- _Given text_
━━━━━━━━

I was originally thinking of proposing to her this oct but because i do not know where she'll be next year, we both decided its good for us to wait. proposing in our community puts too many social pressures on us from family n all and because if (hopfully) and when we do get engaged, she does not wish it to go on for too long .. else our families will drive us crazy.

I also have a mandate on my head to be creative about my proposal ... so tell me what you guys think of this. I have no idea why i decided to bring it up today but its all inside my head and have no one to share it with.

one of the first few things we ever did together was go to this ceramic place together where they let you paint one peice of item (mug, bowl or whatever) and then they put it in the oven and stuff so the paint becomes thick and then its a proper dish designed by you. I figured what i would do is find the place we went to all by myself, go there, paint a bowl with the words "will you marry me" at the bottom with a ring lying in there, pack it up and give it to her as a casual present on a fun night out.

━━━━━━━━

Write out the proposal post again, starting with "I was originally" and going on through "drive us crazy.", and swap "families" for "relatives".

- _Data provided_
━━━━━━━━

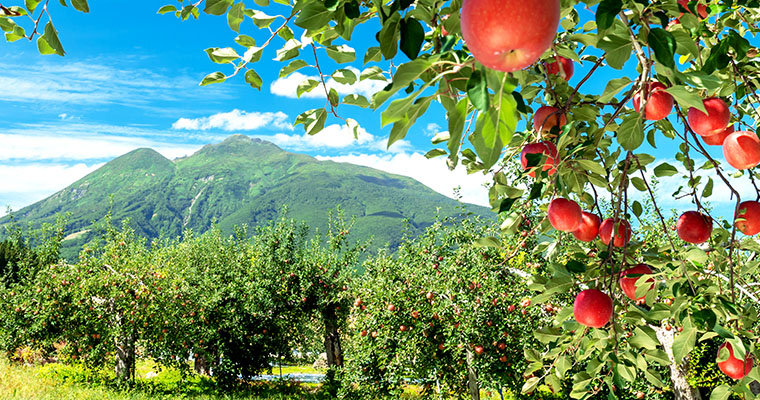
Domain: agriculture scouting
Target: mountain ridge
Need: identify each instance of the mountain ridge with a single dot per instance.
(240, 180)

━━━━━━━━

- _Answer to this task_
I was originally thinking of proposing to her this oct but because i do not know where she'll be next year, we both decided its good for us to wait. proposing in our community puts too many social pressures on us from family n all and because if (hopfully) and when we do get engaged, she does not wish it to go on for too long .. else our relatives will drive us crazy.